— Start Exercise materials —

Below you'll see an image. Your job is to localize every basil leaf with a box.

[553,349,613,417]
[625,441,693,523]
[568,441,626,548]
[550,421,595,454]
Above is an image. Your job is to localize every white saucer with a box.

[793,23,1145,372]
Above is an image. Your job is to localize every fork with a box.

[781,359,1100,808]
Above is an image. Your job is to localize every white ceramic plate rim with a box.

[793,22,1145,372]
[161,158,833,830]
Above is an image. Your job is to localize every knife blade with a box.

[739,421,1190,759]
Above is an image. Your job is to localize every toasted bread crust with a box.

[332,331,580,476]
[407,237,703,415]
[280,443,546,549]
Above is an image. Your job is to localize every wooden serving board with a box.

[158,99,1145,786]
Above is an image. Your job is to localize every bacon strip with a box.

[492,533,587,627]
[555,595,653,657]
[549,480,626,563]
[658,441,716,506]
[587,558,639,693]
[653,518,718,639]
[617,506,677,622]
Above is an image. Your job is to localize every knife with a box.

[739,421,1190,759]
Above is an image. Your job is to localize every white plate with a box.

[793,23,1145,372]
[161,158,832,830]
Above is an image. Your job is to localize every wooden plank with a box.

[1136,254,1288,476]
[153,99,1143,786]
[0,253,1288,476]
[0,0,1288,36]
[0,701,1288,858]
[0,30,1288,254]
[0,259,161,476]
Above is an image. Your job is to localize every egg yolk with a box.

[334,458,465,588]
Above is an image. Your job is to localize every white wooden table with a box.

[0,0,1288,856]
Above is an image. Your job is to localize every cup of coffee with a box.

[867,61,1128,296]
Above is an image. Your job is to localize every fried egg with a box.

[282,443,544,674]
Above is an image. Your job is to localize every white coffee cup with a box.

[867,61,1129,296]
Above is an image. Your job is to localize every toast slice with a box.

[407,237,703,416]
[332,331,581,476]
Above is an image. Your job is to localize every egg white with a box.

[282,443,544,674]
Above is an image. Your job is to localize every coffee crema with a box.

— End Exercise materials —

Reproduce every one of the records above, line for line and character for character, without altering anything.

Answer for the task
Below you'll see an image. Your job is to localize every basil leaf with a box.

[553,349,613,417]
[625,441,693,523]
[568,441,626,548]
[550,421,595,454]
Above is an image. Your job is to localize every white saucer with a box.

[793,23,1145,372]
Above is an image. Your job is to localize every fork with a box.

[781,359,1100,808]
Above is an image. Your job is to localize every white ceramic plate rim with a box.

[793,22,1145,372]
[161,158,833,830]
Above is an image. Your job is to localize every knife blade with a box.

[739,421,1190,759]
Above is an image. Your job is to localize every toasted bread crust with a box.

[332,331,580,476]
[407,237,703,415]
[280,443,546,549]
Above is an image. Your job is to localize every wooden serving board with a box.

[158,99,1145,786]
Above is an image. Your job is to localize every bacon strip with a box.

[492,533,587,627]
[555,595,653,657]
[549,480,626,563]
[658,441,716,506]
[587,558,639,693]
[653,518,718,639]
[617,506,677,622]
Above is an image. Your job is to localize every knife with a box.

[739,421,1190,759]
Above is an image. Your job is to localize every white plate with a box.

[793,23,1145,372]
[161,158,832,830]
Above is an image. Your job is to localize every wooden plank with a box.

[1136,254,1288,476]
[153,99,1143,786]
[0,253,1288,476]
[0,0,1288,36]
[0,701,1288,858]
[0,30,1288,254]
[0,259,161,476]
Above is an image. Your job is to localize every egg yolk with a box.

[334,458,465,588]
Above is an image. Your job is to localize every white wooden table with a box.

[0,0,1288,856]
Above is an image. Your job is to localize every cup of coffee with a box.

[867,61,1128,296]
Above is an image. Your job is to localize every fried egg with a box.

[282,443,544,674]
Above is an image. Your job is to localize every white coffee cup with a box.

[867,61,1129,296]
Above is an image. Your job is to localize every toast slice with a box.

[407,237,703,416]
[332,331,581,476]
Above is an image. Your job is to localize every egg white with a box.

[282,443,544,674]
Above is an image. Your job is to localize every coffee crema with a box.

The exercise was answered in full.